- REQUIRED TASK: Copy every line of the records below word for word, keeping them in their original order.

Dataset excerpts on object pointing
_____

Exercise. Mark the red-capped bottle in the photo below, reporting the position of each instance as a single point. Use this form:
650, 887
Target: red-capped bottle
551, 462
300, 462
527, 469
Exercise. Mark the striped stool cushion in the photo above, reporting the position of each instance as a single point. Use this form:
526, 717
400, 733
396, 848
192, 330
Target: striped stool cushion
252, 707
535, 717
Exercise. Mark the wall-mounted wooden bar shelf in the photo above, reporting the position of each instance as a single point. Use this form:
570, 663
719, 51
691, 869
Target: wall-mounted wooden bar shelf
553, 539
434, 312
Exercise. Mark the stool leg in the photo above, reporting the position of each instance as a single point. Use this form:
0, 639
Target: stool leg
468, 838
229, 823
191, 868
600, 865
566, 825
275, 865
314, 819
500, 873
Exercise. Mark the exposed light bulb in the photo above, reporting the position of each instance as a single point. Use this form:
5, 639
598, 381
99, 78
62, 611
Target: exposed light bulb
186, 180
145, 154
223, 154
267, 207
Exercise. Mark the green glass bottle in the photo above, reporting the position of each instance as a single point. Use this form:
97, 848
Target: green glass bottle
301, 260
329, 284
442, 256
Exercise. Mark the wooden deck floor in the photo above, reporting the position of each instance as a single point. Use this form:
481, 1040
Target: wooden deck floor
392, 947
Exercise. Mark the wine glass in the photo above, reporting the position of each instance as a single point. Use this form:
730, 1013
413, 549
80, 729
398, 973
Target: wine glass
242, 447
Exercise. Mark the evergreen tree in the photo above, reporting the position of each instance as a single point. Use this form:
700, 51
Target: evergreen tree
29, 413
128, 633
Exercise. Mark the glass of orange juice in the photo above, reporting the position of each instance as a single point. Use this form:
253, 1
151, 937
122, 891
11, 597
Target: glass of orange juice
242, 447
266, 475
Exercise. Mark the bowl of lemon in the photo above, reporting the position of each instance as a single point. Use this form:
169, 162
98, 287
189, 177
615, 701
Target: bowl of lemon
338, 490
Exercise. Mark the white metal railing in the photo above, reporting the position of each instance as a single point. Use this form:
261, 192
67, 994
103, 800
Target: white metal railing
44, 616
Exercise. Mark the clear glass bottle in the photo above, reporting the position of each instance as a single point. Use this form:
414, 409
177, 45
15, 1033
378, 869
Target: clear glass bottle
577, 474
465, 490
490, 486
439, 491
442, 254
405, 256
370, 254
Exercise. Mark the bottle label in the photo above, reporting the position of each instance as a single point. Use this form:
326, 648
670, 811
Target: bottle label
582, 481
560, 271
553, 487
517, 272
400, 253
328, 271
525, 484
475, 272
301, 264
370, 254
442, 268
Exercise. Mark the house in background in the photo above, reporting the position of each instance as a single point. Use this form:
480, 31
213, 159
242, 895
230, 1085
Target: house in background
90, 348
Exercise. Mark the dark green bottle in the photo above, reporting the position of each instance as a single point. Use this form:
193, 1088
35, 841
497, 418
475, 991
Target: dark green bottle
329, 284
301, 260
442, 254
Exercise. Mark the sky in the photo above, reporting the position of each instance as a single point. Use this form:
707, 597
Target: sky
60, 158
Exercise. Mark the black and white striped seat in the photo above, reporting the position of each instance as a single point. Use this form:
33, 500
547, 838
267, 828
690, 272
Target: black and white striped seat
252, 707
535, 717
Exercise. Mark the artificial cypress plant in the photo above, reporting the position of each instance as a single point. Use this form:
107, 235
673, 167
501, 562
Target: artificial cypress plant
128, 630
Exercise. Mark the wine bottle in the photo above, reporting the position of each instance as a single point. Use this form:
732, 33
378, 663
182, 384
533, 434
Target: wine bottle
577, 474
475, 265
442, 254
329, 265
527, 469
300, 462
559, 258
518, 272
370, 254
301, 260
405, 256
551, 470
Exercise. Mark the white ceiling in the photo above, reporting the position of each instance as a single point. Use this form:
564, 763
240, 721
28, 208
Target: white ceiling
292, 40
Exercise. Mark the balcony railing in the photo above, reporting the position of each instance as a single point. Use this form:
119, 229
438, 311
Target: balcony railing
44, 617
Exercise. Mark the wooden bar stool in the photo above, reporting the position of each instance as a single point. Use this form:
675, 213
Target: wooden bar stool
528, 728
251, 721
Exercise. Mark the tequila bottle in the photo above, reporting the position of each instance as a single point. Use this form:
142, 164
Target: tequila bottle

_____

- IN RESPONSE:
Exercise. Mark the red-capped bottle in the photo below, reporting the position of each instance as a single point. Use this form:
650, 887
Target: red-capped bottle
551, 462
300, 462
527, 469
Exercise. Mark the striped stool cushion in the photo above, reporting the position of each instance as a single point. Use this form:
526, 717
400, 733
396, 848
192, 330
Target: striped stool cushion
252, 707
535, 717
Exercise. Mark the wall-mounted wooden bar shelf in the photo above, reporting the position of each instance as a single point. Use this form:
570, 663
719, 51
691, 869
Target: wall-mounted wooden bar shelf
553, 539
434, 312
Exercise. Mark the stool leg in the photo above, reporting the position of each instance as a single point. Use this form:
0, 639
Target: stool leg
468, 838
229, 823
191, 868
600, 865
566, 825
275, 865
314, 819
500, 873
Exercise. Mark the exposed light bulb in the photo above, reporting the position of each instance as a single point. Use this form:
5, 639
598, 381
99, 78
62, 611
Target: exposed light bulb
186, 180
145, 154
223, 154
267, 207
Exercise. Mark the green glass bottle in the photo above, reporting the position of each instance as a single point. Use this form:
97, 848
Target: green glass bottle
301, 260
329, 284
442, 256
Exercise. Mark the wooden deck floor in the photo above, reporting the position of each instance as a single point. Use this form:
481, 1040
Target: wooden deck floor
392, 947
Exercise. Mark the wine glass in the photo above, reporting the position of each instance as a single point. Use this form:
730, 1013
413, 549
80, 729
398, 973
Target: wine glass
242, 447
Exercise. Mark the evergreen tree in the photo above, reporting the position of each instance as a single point. Use this form:
700, 51
Target: evergreen tree
29, 413
128, 633
Exercise. Mark the glass of orange juice in the photo above, reporting the position of each instance as a single point. Use this form:
253, 1
151, 937
122, 891
11, 597
Target: glass of orange juice
242, 447
266, 475
Exercise. Mark the bowl of lemon in the photo above, reporting the position of each instance as a single point. Use this form:
169, 162
98, 287
189, 177
615, 701
Target: bowl of lemon
338, 490
Exercise. Mark the white metal railing in the photo above, reporting the position of each instance as a single point. Use this form:
261, 192
67, 994
103, 800
Target: white metal railing
44, 616
Exercise. Mark the clear glass bottle in the photo above, reporting the position of each instance as a single point. Use this form:
414, 409
177, 45
15, 1033
378, 869
Target: clear glass bottle
577, 474
465, 490
490, 486
439, 491
442, 254
405, 256
370, 254
Exercise. Mark the bottle label in the photo above, reporting the position of each instance as a single point. Use this form:
326, 648
670, 811
Target: bottle label
582, 481
560, 271
553, 487
517, 272
400, 253
328, 271
525, 484
475, 272
301, 264
370, 254
442, 268
Exercise. Mark the house in background in the photo above, reporting the position of each instance as a single point. Use this form:
480, 31
213, 159
242, 895
230, 1085
Target: house in background
90, 348
Exercise. Mark the dark green bottle in the photo above, reporting the position of each instance as a single point. Use this form:
193, 1088
35, 841
497, 418
475, 991
Target: dark green bottle
329, 284
301, 260
442, 254
Exercise. Mark the sky in the photo above, reporting the position of each instance as a single point. Use this form:
707, 597
Target: sky
60, 158
Exercise. Mark the black and white striped seat in the photo above, reporting the position of each instance as a single point. Use this form:
33, 500
547, 838
267, 828
690, 272
Target: black and white striped seat
252, 707
535, 717
Exercise. Mark the artificial cypress plant in the photo above, reporting the position of each instance as a single point. Use this form:
107, 235
673, 167
501, 562
Target: artificial cypress plant
128, 630
Exercise. Mark the wine bottle in the photo above, reporting the position of each instance as a single point. Use this form:
732, 33
378, 663
182, 384
533, 434
Target: wine bottle
577, 474
475, 265
442, 254
329, 265
527, 469
300, 462
559, 258
518, 272
370, 254
301, 260
405, 256
551, 470
Exercise. Mark the white ceiling in the photo above, reporting the position of each instance as a single point. Use this form:
564, 763
240, 721
28, 208
Target: white ceiling
292, 40
Exercise. Mark the balcony railing in the photo above, reporting the position of each instance as a single point. Use this form:
119, 229
438, 311
Target: balcony railing
44, 617
Exercise. Mark the wooden bar stool in the photo above, reporting the position of each instance as a single point. Use this form:
675, 213
Target: wooden bar stool
528, 728
251, 721
Exercise. Mark the tequila bottle in the photo above, reporting the position of each instance as a single point. Use this form:
142, 164
Target: tequila bottle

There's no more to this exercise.